#### [Pasaje citado]
______________________________

Tigran (un nombre ficticio para proteger su identidad) colabora con una organización no gubernamental como albañil desde hace varios años, a la vez que los organizadores se han encargado de encontrarle alojamiento. “Una mano y una mano, dos manos y lavan la cara”, dice. Ahora no tiene los papeles que necesita para quedarse en España, pero vivió durante muchos años en Valencia como un inmigrante legal antes de regresar a su país en el 2010. Cuando volvió a la península ibérica descubrió que su casero había tirado todas sus cosas para que otros vivieran ahí.

______________________________

#### [Partes del ejercicio]
1. Responde brevemente a estas preguntas sobre el texto acerca de Tigran:
(a) ¿Qué oficio ejerce Tigran en la organización no gubernamental?
(b) ¿En qué ciudad vivió Tigran durante muchos años?
(c) ¿En qué año regresó Tigran a su país?
2. Prolonga, por favor, el texto sobre Tigran a partir de su última oración.

______________________________

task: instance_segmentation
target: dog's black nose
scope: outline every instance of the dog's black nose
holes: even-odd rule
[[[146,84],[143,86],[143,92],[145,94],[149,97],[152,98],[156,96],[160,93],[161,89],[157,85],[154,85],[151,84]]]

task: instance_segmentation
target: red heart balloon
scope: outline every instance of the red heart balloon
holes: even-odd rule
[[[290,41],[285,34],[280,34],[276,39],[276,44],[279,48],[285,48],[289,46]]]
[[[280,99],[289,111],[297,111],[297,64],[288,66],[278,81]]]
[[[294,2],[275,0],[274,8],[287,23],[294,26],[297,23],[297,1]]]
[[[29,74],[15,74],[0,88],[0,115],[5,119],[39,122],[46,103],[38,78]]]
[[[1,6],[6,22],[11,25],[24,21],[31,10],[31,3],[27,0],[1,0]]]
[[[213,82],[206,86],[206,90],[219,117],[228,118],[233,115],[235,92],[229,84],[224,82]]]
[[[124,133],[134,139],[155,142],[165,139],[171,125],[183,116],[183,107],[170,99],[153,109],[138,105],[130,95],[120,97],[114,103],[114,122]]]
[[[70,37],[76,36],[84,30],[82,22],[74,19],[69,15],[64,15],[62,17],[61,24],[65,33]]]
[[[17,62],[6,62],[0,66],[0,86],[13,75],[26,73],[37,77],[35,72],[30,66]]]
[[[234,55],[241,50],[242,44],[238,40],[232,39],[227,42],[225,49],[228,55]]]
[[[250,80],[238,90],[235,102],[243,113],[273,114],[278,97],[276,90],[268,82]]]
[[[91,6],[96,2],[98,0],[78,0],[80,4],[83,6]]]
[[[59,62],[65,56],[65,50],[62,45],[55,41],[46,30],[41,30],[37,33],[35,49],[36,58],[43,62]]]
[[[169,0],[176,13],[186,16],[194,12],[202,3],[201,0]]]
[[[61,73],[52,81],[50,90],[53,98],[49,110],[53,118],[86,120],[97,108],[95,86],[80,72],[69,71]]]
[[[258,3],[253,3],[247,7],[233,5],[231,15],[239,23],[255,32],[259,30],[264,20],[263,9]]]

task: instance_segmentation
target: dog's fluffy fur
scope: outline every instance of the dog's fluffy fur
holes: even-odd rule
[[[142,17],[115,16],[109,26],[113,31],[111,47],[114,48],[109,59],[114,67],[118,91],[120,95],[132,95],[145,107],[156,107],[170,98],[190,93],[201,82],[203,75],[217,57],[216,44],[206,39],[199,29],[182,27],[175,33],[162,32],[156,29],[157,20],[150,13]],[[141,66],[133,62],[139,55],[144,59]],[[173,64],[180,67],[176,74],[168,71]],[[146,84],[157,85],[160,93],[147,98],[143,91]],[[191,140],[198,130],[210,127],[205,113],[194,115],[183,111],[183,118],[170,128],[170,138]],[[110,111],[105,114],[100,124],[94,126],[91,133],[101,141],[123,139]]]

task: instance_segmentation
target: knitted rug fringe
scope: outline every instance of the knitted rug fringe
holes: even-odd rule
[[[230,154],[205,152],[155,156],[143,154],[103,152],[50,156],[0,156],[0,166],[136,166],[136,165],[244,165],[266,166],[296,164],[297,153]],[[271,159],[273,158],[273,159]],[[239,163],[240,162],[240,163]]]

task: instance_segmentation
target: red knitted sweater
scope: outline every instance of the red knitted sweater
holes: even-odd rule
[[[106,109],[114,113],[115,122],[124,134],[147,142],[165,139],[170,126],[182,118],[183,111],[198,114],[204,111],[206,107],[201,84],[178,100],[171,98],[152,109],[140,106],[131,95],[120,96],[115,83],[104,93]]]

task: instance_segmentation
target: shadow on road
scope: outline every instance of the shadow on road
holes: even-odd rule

______________________________

#### [Respuestas del ejercicio]
1.
(a) Albañil.
(b) Valencia.
(c) En el 2010.

2.
Al llegar los dueños del piso, invitan a Tigran a entrar y meten un deshumidificador que les han donado. No puede quedarse mucho tiempo. Manuel quiere llevar a su hijo de siete años a ver una especie de desfile donde cree que están repartiendo juguetes. “Al menos para que el chiquillo piense en otra cosa, porque ahora lo que siempre está contando es hasta dónde llegó el agua”, murmura. “Al menos ya volvió a clases en la escuela que está aquí cerca, el otro [el colegio público Luis Vives de Massanassa] se derrumbó, y un trabajador se mató mientras limpiaban ahí”. A través de la puerta abierta, pasa su vecina, que le cuenta que ya consiguió un coche nuevo. “Ella llevaba menos de un mes mudada aquí cuando ocurrió esto, y llamó a sus hermanos para que me ayudaran a vaciar la casa”.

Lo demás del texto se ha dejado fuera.